SUPPLIED PASSAGE:
╔══
Electrolysis of solutions

Electrolysis uses electricity (energy) to drive a non-spontaneous reaction which is useful for recharging batteries, splitting water to make hydrogen and in producing chlorine from brine.

We came across electrolysis of molten and aqueous metal salts at GCSE, and the good news is nothing has changed 😀. If you need a quick refresher of the electrolysis of a molten ionic salt, click here!

For A level though, you do need to know the half equations for the oxidation and reduction of water as well as the rules predicting the products of electrolysis of a metal salt in solution.

Electrolysis of water 

Water is stable with respect to hydrogen and oxygen under standard conditions. Splitting water to make hydrogen is not a feasible / spontaneous reaction as can be seen by the positive change in Gibbs energy and the negative E_cell value. 

2H₂O_(l)  ⇾  2H_2(g) + O_2(g)

Δ_rG^⦵ = + 474 kJ mol^-1  ;   E_cell = -1.23V

However, if we supply more than +1.23V to the reaction, we can make it happen.

For electrolysis to be successful, the circuit must be completed by the movement of free charged ions through the electrolyte. Pure water has very few free H⁺ or OH^– ions present so it is acidified (aqueous acids have a very high concentration of H⁺ ions) to increase the conductivity of the electrolyte.

Electrolysis of brine, aqueous sodium chloride

The salt for the solution comes from the mining of rock salt rather than sea water in most cases. This process is the basis of the chlor-alkali industry. 

In the industrial set-up, the anode is titanium and the cathode is nickel.

The overall reaction is:       

2H₂O_(l) + 2Cl^–_(aq)  ⇾  Cl_2(g)  +  H_2(g)  +  2OH^–_(aq)  

E^⦵_cell = -2.19V which means this reaction is not spontaneous

We need to supply a potential difference of more than +2.19V to drive this reaction in a non-spontaneous direction.

Rules for predicting the products of the electrolysis of aqueous ionic salts

We can electrolyse the solutions of many metal salts. The products at each electrode can be predicted based on the following rules:

At the anode, either the anion or water will be oxidised

• If the salt is a halide, the halide ion is oxidised in preference to water

2Br^–_(aq) ⇾  Br_2(l) + 2e^–

• If the salt is a sulphate or a nitrate, water is oxidised

2H₂O_(l) ⇾ 4H⁺_(aq) + O_2(g) + 4e^–

• If the salt is a hydroxide, the hydroxide ion is oxidised

4OH^–_(aq)  ⇾  O_2(g) + 2H₂O_(l) + 2e^–

At the cathode, either the cation or water will be reduced

• If the metal is from group 1, group 2 or is aluminium, water is reduced and the metal ion remains in solution

2H₂O_(l) + 2e^–  ⇾  H_2(g) + 2OH^–_(aq)
╚══
EXTRACTED ENTRIES:
╔══
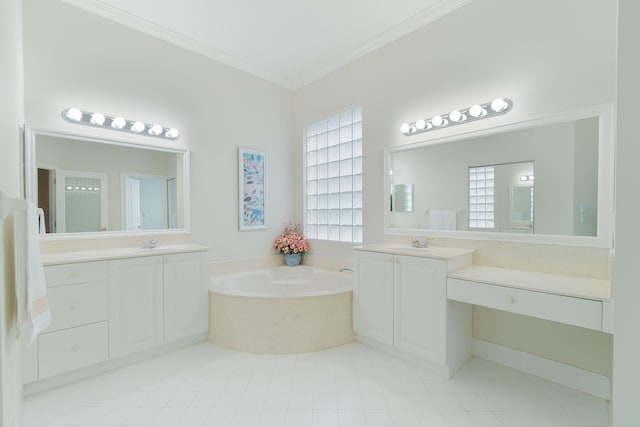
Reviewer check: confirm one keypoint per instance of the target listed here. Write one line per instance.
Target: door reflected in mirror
(86, 185)
(402, 198)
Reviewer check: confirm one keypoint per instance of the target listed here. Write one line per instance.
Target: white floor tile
(349, 386)
(350, 418)
(273, 418)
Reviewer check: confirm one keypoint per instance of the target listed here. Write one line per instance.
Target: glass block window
(481, 197)
(333, 177)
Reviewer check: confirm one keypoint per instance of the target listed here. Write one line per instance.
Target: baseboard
(17, 422)
(576, 378)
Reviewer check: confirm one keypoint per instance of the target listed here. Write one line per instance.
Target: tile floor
(352, 385)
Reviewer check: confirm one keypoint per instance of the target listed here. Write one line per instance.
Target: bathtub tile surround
(281, 310)
(351, 385)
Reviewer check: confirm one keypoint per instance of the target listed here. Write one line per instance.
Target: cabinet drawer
(71, 349)
(69, 274)
(573, 311)
(77, 305)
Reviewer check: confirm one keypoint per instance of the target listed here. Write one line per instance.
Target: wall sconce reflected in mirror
(475, 112)
(75, 115)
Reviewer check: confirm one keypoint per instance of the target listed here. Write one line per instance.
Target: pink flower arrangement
(291, 241)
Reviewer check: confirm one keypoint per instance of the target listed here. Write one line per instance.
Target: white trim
(570, 376)
(606, 153)
(436, 11)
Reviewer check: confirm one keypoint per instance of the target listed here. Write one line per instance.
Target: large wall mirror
(89, 185)
(548, 180)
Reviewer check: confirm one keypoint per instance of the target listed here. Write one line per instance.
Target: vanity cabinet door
(420, 307)
(185, 295)
(135, 305)
(373, 296)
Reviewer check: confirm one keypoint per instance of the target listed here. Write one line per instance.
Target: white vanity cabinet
(419, 302)
(136, 305)
(400, 306)
(106, 305)
(185, 287)
(77, 336)
(373, 296)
╚══
WRITTEN INSTRUCTION A: Translate this sentence from the electrolysis page into Spanish: "In the industrial set-up, the anode is titanium and the cathode is nickel."
WRITTEN INSTRUCTION B: From the electrolysis page, set down word for word everything from "Electrolysis of solutions" down to "chlorine from brine.".
WRITTEN INSTRUCTION C: In one to three sentences, explain why the electrolysis page says pure water is acidified before electrolysis.

CORRECT RESPONSE A: En la instalación industrial, el ánodo es de titanio y el cátodo es de níquel.

CORRECT RESPONSE B:
Electrolysis of solutions

Electrolysis uses electricity (energy) to drive a non-spontaneous reaction which is useful for recharging batteries, splitting water to make hydrogen and in producing chlorine from brine.

CORRECT RESPONSE C: For electrolysis to work, free charged ions must move through the electrolyte to complete the circuit, and pure water has very few free H⁺ or OH⁻ ions. Aqueous acids have a very high concentration of H⁺ ions, so acidifying the water increases the electrolyte's conductivity.